**Dataset entries:**
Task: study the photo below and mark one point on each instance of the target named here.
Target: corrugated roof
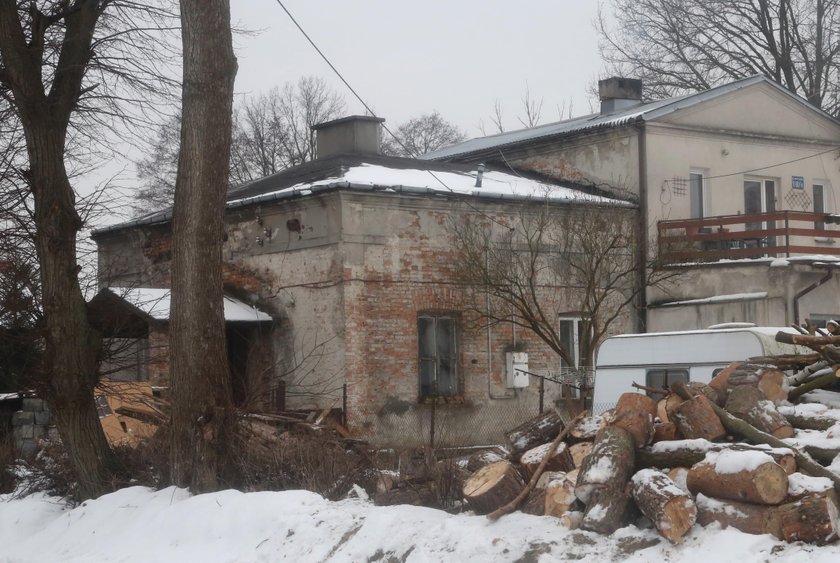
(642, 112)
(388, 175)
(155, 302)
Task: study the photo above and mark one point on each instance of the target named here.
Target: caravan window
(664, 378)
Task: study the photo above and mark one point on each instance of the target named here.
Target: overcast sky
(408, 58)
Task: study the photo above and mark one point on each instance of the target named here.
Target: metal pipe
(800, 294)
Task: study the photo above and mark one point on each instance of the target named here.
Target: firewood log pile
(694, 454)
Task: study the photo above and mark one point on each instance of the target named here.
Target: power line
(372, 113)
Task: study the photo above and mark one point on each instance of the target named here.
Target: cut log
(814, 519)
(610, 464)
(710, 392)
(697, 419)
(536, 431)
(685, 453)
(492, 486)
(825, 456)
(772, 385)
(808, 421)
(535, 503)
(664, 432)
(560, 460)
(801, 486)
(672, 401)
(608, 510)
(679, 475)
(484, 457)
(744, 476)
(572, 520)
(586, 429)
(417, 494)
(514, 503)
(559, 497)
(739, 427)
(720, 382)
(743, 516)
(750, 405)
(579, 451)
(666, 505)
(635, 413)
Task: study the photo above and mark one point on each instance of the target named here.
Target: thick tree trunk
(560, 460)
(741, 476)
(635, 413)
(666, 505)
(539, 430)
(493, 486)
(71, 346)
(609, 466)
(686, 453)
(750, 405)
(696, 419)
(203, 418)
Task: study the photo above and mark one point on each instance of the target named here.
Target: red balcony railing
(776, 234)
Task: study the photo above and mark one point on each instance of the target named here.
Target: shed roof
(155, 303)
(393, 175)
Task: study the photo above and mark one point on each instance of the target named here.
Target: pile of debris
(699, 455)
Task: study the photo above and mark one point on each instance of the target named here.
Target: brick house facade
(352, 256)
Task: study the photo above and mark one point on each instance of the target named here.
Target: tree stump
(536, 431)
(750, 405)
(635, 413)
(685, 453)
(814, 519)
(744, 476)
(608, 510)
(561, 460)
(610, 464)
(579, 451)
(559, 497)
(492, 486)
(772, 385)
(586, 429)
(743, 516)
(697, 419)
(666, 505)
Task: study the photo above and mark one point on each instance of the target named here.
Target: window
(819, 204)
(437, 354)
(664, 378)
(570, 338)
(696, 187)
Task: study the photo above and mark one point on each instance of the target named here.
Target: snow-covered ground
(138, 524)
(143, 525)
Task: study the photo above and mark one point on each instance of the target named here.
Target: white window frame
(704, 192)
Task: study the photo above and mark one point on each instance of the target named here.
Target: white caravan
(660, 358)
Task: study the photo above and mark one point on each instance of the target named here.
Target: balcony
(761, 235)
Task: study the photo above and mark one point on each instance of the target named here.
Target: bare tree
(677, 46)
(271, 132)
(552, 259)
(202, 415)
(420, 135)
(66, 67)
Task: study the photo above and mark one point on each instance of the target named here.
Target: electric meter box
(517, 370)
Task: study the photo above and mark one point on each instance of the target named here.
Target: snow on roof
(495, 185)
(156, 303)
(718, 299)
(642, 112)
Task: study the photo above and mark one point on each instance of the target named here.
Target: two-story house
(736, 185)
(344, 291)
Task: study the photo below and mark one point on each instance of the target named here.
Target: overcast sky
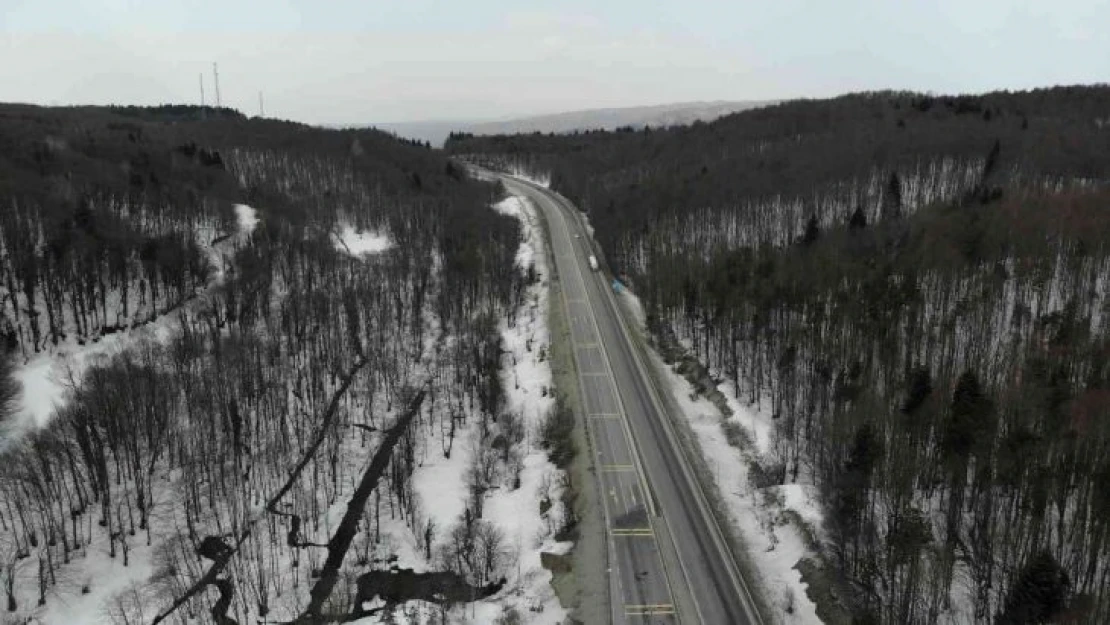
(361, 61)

**Your goal:** With the pictures set aside, copy each line above as written.

**Written reply:**
Task: study the photo below and mark one point on each instance of the target named here.
Target: corrugated roof
(642, 112)
(388, 175)
(155, 302)
Task: study the photo above and mark one point on each instance of the target named here.
Target: caravan window
(664, 378)
Task: study the photo above and mark one point on each instance of the target named here.
Target: overcast sky
(408, 58)
Task: study the photo above and mark one point on each instance of the target named here.
Target: metal pipe
(800, 294)
Task: study the photo above and mark one point on each instance of the target named here.
Target: firewood log pile
(694, 454)
Task: study the photo above and mark one point on each instance of the target named here.
Target: power line
(372, 113)
Task: study the photo above and mark one point on each instance of the target named here.
Target: cut log
(814, 519)
(610, 464)
(710, 392)
(697, 419)
(536, 431)
(685, 453)
(492, 486)
(825, 456)
(772, 385)
(808, 421)
(535, 503)
(664, 432)
(560, 460)
(801, 486)
(672, 401)
(608, 510)
(679, 475)
(484, 457)
(744, 476)
(572, 520)
(586, 429)
(417, 494)
(514, 503)
(559, 497)
(739, 427)
(720, 382)
(743, 516)
(750, 405)
(579, 451)
(666, 505)
(635, 413)
Task: study the photo above and mark one point on each instance of the target named here.
Target: thick tree trunk
(560, 460)
(741, 476)
(635, 413)
(666, 505)
(539, 430)
(493, 486)
(71, 346)
(609, 466)
(686, 453)
(750, 405)
(696, 419)
(203, 418)
Task: study the photo above and mark one point on each instance of the target named here.
Target: red balcony railing
(776, 234)
Task: study the photo above and mark one point on each instance of the target named here.
Target: shed roof
(155, 303)
(393, 175)
Task: study the photo above and mark one point on each instance of the target named here.
Target: pile of debris
(699, 455)
Task: study the photo above and mark one point on each instance of the target named here.
Target: brick house facade
(352, 256)
Task: study the photo above and mark one point on each instance of the target named here.
Target: tree stump
(536, 431)
(750, 405)
(635, 413)
(685, 453)
(814, 519)
(744, 476)
(608, 510)
(561, 460)
(610, 464)
(579, 451)
(559, 497)
(492, 486)
(772, 385)
(586, 429)
(743, 516)
(697, 419)
(666, 505)
Task: study the photo above and mark one point on each instance of the target named here.
Target: window
(819, 204)
(437, 354)
(664, 378)
(570, 338)
(696, 187)
Task: study the photo above and mark one point on each instance of the target named here.
Target: snow-covered ground
(138, 524)
(143, 525)
Task: study the photo above and mark one point on each instance of the target named here.
Target: white window frame
(704, 192)
Task: study the photo above and mark one point on each instance of the target named here.
Target: white caravan
(660, 358)
Task: study the photo above and mark one point on each instance of the target named here.
Target: balcony
(761, 235)
Task: study the photo above and mark one point on each instance of the target named here.
Target: bare tree
(677, 46)
(271, 132)
(552, 259)
(202, 415)
(420, 135)
(66, 67)
Task: study the photo above and mark one point on each instance of the target named here.
Target: electric meter box
(517, 370)
Task: study the photo above and mark one point on each instance of the target named here.
Target: snow on roof
(495, 185)
(156, 303)
(718, 299)
(642, 112)
Task: study the photo above and mark one point on each instance of the target named here.
Target: two-story house
(736, 185)
(344, 291)
Task: study the photo below and mark one point on each instance of the target named here.
Target: overcast sky
(361, 61)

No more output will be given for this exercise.